WORK REQUIRED:
Count the lines in the listing below that contain the string "shirt", and reply with the number alone.

** start AVAILABLE RECORDS **

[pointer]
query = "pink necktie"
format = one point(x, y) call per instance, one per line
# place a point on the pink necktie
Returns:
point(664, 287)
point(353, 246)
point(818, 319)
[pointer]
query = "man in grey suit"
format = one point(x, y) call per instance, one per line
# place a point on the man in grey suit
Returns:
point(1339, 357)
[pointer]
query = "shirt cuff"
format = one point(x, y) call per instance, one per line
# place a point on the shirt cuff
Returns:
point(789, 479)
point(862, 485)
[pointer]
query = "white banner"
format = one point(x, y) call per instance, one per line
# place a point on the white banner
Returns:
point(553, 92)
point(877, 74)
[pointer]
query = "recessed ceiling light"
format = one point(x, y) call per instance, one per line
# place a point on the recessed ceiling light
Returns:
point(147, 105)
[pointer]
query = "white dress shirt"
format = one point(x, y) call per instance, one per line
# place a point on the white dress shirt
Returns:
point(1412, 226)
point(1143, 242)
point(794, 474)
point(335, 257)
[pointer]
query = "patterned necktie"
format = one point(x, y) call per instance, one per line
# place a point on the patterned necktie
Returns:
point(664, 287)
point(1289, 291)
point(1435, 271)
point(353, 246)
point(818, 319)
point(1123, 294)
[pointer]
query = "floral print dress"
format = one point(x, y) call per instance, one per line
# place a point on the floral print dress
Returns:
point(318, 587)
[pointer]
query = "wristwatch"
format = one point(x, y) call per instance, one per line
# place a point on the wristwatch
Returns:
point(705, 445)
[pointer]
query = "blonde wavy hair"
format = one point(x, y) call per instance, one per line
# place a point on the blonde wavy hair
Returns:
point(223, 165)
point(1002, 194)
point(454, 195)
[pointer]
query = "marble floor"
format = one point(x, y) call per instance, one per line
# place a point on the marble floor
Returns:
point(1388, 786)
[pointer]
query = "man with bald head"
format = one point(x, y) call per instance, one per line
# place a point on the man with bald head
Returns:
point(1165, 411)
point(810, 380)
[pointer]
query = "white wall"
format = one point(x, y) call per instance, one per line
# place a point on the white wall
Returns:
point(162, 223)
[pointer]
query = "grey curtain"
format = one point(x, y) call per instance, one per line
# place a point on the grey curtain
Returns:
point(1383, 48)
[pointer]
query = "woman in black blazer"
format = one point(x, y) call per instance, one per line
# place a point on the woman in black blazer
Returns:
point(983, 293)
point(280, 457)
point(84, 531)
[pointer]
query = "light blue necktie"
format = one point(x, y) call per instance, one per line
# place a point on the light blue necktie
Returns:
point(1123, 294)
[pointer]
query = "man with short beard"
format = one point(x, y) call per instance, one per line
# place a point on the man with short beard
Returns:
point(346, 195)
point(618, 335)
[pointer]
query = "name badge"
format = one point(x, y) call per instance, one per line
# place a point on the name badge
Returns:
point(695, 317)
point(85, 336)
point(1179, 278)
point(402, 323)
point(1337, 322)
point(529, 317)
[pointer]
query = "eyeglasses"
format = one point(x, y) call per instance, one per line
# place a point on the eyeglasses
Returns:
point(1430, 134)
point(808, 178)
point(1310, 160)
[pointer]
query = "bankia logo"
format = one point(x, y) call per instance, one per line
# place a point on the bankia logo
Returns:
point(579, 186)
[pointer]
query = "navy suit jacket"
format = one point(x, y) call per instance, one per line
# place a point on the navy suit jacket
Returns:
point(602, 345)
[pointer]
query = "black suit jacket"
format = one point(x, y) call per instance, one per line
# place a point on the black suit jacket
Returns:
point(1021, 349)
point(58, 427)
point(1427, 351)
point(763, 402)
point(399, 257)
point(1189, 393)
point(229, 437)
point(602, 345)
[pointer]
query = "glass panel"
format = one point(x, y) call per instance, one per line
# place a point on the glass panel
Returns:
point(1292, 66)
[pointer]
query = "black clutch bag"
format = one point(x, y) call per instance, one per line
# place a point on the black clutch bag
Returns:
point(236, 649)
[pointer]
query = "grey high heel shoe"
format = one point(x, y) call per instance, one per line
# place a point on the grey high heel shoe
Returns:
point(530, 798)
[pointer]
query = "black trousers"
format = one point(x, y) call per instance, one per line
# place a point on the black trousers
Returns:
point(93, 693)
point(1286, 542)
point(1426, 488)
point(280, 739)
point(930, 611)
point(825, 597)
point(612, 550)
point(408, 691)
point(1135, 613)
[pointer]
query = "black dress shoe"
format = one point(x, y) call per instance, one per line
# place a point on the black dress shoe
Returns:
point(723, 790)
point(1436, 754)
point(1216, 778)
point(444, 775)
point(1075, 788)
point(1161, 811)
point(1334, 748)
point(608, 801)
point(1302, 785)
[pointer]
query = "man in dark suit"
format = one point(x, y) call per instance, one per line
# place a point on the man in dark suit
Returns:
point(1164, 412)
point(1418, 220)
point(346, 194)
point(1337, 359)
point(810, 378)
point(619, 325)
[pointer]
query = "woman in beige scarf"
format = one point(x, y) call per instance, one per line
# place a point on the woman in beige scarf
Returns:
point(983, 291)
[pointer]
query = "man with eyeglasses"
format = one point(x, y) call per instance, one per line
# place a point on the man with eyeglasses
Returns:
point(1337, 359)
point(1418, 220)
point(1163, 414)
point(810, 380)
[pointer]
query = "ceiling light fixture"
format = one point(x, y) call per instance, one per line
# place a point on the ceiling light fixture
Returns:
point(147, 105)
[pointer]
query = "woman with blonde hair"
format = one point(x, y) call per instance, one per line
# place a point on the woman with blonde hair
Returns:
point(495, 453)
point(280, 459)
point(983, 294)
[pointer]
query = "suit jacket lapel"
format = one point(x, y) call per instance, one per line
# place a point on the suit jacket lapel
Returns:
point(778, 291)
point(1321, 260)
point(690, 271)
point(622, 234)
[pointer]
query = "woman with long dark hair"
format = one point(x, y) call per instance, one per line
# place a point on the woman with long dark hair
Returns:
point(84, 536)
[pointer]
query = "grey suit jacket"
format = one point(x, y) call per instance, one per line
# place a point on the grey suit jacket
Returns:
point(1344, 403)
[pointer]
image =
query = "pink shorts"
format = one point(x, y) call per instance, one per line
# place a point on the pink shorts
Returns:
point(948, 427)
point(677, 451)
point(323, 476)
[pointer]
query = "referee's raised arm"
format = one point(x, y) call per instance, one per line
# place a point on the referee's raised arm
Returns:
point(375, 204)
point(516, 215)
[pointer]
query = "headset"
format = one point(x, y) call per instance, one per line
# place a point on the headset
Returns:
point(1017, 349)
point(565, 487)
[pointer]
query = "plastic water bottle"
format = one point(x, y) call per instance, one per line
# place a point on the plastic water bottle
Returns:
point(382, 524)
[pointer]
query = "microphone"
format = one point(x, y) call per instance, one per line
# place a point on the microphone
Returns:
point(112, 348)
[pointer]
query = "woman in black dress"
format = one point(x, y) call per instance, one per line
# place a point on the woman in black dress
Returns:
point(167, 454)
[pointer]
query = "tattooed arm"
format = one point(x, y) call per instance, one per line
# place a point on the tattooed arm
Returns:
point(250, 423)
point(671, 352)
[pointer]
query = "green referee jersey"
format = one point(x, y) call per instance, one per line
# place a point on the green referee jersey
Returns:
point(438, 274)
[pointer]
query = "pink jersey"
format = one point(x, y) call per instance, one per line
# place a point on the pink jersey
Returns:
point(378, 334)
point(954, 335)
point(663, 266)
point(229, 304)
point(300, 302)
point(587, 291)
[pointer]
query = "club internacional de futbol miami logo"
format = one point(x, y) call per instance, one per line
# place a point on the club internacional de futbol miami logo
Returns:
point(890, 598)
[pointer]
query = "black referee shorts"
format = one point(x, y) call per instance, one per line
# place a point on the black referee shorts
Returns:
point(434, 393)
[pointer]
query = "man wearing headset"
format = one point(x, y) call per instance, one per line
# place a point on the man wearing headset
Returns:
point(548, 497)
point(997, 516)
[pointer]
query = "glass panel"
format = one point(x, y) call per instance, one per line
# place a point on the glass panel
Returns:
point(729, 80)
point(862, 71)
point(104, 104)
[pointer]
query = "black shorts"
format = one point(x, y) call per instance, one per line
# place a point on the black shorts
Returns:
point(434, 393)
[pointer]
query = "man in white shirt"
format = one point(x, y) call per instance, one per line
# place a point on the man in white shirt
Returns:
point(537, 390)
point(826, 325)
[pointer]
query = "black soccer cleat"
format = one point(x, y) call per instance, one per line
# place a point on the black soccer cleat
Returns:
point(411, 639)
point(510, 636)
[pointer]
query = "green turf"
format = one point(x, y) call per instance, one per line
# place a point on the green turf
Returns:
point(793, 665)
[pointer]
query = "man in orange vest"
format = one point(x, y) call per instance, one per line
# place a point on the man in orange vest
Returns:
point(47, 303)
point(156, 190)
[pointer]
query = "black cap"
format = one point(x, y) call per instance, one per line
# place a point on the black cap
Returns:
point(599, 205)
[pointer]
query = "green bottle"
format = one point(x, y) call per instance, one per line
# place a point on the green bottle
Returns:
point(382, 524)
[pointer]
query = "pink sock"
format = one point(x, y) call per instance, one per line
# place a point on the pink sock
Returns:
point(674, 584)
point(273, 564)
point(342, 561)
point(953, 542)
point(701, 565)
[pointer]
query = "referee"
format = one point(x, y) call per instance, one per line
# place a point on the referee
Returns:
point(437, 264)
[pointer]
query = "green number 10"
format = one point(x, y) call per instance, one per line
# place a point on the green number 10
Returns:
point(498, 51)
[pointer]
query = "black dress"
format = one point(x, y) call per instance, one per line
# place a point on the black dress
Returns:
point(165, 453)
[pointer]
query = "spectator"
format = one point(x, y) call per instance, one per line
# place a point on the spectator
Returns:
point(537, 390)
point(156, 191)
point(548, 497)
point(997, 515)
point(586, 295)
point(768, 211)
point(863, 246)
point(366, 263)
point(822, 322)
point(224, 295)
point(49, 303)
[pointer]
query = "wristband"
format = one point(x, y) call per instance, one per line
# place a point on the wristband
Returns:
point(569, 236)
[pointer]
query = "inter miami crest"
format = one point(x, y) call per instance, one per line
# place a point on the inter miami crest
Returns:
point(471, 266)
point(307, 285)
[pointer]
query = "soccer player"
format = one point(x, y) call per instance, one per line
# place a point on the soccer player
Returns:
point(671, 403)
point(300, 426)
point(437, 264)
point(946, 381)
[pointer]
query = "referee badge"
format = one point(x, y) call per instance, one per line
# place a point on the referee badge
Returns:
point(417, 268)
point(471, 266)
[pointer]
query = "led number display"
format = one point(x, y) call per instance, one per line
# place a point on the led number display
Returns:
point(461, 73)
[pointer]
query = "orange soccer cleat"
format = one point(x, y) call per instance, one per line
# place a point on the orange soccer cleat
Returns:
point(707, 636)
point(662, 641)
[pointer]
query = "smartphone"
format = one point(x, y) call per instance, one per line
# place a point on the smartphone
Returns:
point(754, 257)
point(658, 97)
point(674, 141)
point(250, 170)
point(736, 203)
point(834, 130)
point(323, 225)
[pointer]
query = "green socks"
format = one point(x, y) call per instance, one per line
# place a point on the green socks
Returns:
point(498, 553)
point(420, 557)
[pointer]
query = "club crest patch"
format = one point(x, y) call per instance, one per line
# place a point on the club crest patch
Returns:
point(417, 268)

** end AVAILABLE RECORDS **

SOLUTION TO THE PROBLEM:
6